[Dataset entries]
BEGIN
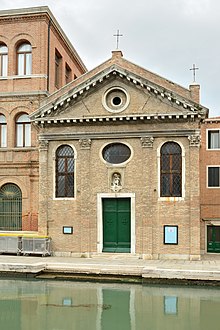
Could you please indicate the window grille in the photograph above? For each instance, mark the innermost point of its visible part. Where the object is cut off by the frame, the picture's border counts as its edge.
(171, 170)
(65, 171)
(10, 207)
(24, 56)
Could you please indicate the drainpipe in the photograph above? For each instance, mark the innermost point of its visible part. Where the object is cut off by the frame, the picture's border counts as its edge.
(48, 56)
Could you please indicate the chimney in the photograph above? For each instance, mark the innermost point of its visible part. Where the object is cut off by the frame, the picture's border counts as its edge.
(195, 92)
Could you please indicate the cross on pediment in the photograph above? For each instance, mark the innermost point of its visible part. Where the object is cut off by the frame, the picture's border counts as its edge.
(117, 35)
(194, 68)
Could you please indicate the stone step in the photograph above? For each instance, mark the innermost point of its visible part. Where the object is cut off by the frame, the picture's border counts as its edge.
(115, 256)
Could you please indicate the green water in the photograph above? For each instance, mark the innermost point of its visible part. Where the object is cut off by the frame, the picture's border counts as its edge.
(60, 305)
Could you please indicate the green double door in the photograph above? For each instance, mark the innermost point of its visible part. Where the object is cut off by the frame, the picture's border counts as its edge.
(213, 241)
(116, 225)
END
◆ **WHAT TO WORK ON**: Retype every record above word for word, leaving out any pictures.

◆ **THE COMPLETED TASK**:
Could you please indicate the window grille in the photograph above? For each instance, mark the innermost point of its visible part. Where the object is cut off by the frame, the picture's border counts as its edge.
(171, 170)
(65, 171)
(10, 207)
(24, 56)
Could you please indicate the drainpipe in the photograph above? For each instance, mark the innermost point of its visible part. Where the object is cut off by the frame, the picture's border counts as its edge.
(48, 56)
Could you please indicate the chimney in the photograph above? For each instance, mark the innermost point of its visible part. Where the object is cut off by the frame, the picture's border counts as its edge.
(195, 92)
Could you please indicate the cross on pediment in the photograph above? For each instance, mark the innermost point of its visible part. Where the object is cut off by the frame, the picture's border counts as its edge.
(117, 35)
(194, 68)
Could you please indicate the stone step in the photograph above? For each instance, mark the innermost point of its visible part. Where the object is cut off by the frame, the picture's border counts as its edge.
(115, 256)
Could you please indicate the green water in the photograph above? For each instance, mark the innermost point of its visible part. Where the object is cut off by the frame, the picture's border counts as its edge.
(60, 305)
Could you please indicate the green double door in the photograph above? For each instance, mark the innermost point of its visible part. Where the object is cut off by the frame, the picture's border counts as its edge.
(213, 241)
(116, 225)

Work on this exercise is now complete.